- INSTRUCTIONS FOR THE TASK: The answer is to be an exact copy of the lines below running from the line with "Where is the rocky" down to the line with "Where is the thick", both ends included, and nothing more.

- RECORDS FOR THIS TASK:

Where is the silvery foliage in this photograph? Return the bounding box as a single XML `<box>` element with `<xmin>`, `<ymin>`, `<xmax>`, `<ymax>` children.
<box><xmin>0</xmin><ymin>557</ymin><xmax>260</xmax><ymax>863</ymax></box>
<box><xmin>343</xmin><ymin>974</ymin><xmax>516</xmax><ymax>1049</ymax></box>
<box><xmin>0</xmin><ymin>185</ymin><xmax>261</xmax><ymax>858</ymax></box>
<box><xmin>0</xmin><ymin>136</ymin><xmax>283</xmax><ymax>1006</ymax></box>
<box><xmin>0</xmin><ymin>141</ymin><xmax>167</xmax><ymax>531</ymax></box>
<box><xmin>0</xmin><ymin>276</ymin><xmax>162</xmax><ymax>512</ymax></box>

==

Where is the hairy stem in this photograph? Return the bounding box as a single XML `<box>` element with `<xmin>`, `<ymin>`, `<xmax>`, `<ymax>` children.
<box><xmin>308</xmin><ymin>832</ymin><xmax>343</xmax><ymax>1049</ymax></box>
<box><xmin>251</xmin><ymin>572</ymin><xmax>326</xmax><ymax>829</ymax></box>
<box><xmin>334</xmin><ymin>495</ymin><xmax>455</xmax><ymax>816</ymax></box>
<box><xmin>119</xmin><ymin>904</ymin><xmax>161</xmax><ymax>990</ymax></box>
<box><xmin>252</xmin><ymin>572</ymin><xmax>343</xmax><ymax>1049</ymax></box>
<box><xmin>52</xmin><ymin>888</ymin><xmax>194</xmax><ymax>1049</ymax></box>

--

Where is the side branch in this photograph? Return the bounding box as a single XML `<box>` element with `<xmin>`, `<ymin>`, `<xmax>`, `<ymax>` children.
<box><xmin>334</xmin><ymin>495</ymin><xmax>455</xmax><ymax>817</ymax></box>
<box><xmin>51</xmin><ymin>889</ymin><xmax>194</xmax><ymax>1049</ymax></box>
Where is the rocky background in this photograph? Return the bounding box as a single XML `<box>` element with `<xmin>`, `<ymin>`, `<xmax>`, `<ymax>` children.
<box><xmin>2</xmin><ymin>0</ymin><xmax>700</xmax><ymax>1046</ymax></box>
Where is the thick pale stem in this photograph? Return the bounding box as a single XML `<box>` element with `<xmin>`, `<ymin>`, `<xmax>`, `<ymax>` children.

- TASK SOLUTION:
Where is the rocky background in this photograph? Return the bounding box as a single XML `<box>` element with `<xmin>`, `<ymin>`, `<xmax>`, `<ymax>` children.
<box><xmin>2</xmin><ymin>0</ymin><xmax>700</xmax><ymax>1046</ymax></box>
Where is the thick pale stem in this photograph? Return the bounding box as a single XML `<box>` element with `<xmin>`, `<ymin>`, `<xmax>`, `<ymax>` children.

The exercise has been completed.